TASK TO COMPLETE
Only the lines from the one containing "Per instance of the green" to the end of the entries should be written out, each exactly as it stands, both ends included.

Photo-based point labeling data
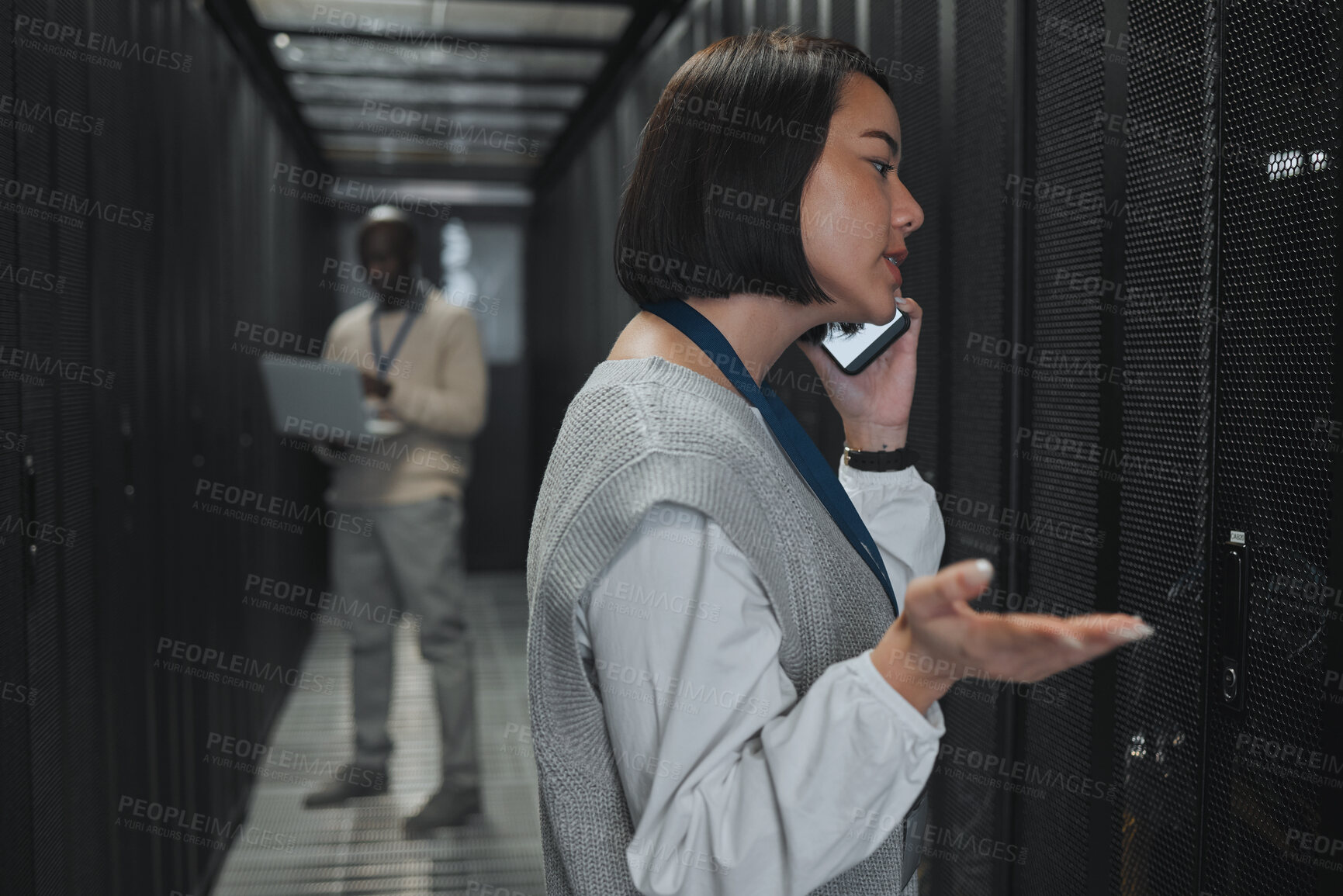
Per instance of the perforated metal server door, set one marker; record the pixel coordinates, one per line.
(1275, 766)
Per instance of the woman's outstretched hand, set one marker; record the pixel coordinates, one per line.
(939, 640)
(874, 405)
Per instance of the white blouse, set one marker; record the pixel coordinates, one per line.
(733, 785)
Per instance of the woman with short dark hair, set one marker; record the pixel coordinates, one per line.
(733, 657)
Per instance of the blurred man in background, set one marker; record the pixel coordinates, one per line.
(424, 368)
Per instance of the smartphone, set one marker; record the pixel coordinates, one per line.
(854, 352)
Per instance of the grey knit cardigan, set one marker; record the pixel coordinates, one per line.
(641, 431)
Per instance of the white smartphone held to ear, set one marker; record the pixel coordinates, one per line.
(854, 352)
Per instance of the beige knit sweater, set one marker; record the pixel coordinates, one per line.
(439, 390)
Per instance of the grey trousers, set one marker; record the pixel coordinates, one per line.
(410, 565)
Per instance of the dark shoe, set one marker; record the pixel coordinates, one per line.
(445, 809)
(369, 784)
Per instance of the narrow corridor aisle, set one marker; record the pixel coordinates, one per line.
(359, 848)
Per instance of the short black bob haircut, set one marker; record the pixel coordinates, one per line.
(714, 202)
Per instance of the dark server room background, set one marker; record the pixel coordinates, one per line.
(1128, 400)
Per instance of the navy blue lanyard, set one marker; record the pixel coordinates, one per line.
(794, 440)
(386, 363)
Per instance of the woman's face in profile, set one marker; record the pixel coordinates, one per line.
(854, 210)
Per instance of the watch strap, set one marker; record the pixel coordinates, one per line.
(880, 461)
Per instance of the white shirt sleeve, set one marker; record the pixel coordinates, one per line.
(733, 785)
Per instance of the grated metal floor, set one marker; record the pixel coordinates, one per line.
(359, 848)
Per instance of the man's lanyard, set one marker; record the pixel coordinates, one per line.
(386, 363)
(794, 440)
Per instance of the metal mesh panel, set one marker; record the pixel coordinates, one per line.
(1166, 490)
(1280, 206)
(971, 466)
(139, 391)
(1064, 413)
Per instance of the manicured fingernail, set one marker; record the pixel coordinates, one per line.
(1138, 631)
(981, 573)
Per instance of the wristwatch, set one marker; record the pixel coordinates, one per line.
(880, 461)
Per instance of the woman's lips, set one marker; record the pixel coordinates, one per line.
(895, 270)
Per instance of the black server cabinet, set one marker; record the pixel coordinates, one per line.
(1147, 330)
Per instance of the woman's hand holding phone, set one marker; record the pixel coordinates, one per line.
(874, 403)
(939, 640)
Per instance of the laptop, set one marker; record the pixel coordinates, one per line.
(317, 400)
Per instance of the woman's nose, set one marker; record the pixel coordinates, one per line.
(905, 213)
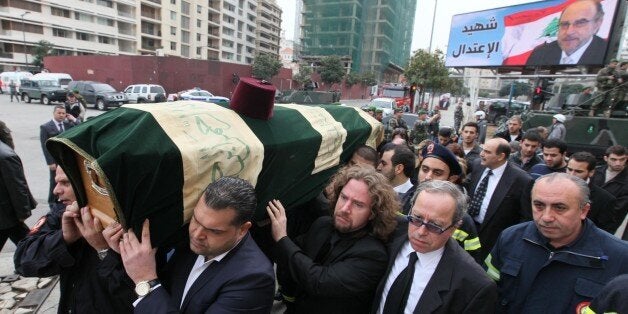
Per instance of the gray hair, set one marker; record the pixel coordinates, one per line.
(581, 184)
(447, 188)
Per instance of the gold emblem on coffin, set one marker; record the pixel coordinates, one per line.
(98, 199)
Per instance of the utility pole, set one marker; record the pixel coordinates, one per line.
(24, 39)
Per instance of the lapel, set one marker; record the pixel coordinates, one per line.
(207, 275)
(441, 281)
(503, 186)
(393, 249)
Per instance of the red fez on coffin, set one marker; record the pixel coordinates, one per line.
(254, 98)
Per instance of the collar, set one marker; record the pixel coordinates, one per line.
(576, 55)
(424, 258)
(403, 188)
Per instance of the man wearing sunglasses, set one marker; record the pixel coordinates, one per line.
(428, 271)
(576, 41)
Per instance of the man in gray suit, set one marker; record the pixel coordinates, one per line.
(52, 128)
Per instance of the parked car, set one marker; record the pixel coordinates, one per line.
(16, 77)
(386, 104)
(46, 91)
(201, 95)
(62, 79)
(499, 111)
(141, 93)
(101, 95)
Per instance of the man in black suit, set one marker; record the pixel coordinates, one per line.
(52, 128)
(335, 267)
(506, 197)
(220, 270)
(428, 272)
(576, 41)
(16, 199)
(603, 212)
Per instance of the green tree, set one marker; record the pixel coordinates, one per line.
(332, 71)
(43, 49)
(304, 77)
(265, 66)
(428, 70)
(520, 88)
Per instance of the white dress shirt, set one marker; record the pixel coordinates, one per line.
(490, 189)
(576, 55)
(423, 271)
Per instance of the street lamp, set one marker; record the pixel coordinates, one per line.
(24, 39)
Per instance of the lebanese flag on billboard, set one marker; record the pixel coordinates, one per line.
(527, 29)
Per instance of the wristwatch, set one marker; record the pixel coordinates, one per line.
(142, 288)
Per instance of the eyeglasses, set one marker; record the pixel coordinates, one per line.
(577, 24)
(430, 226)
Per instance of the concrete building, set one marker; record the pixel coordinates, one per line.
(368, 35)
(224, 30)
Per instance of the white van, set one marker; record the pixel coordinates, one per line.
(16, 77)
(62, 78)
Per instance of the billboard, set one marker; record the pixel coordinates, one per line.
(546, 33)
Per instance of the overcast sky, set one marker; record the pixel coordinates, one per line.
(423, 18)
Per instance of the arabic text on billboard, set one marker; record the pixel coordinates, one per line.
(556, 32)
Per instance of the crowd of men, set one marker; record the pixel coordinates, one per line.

RESPONSE BELOW
Per instance of the green tree, set one marker; record the pixel coordinates, one per line.
(332, 71)
(43, 49)
(304, 77)
(265, 66)
(428, 70)
(520, 88)
Per instance of the white dress shirt, set one marker; record the pixel coordinates, one per line.
(490, 189)
(576, 55)
(423, 271)
Per instance of the street lamp, set one marker; record the pixel coordinates, one per line.
(24, 39)
Per instance of the lebanese flag on billboard, set one marker; record the pixel coordinates, one per line.
(527, 29)
Per instance of the wristwatch, set one marker; record the pixel coordinates, one per line.
(142, 288)
Per instance of the eyeglasses, set one marker; record the pixel coordinates, one per line.
(577, 24)
(430, 226)
Per instance of the concrete building, set one marker; record the pixel coordinates, one per line.
(368, 35)
(224, 30)
Per instance of the white van, set one marker; record the pixel coordinates, one per line.
(16, 77)
(62, 78)
Per instance of the billboard, set one marker; record the pixel coordinates, one per line.
(546, 33)
Per instance of the overcast sky, set one marker; record the pixel coordinates, one per line.
(423, 18)
Per instance of the arabic text on billboard, set one marker; record the pixel coordinates, one per line.
(556, 32)
Per instance of the crowd of men, set one marker; record the pixel coordinates, one per line.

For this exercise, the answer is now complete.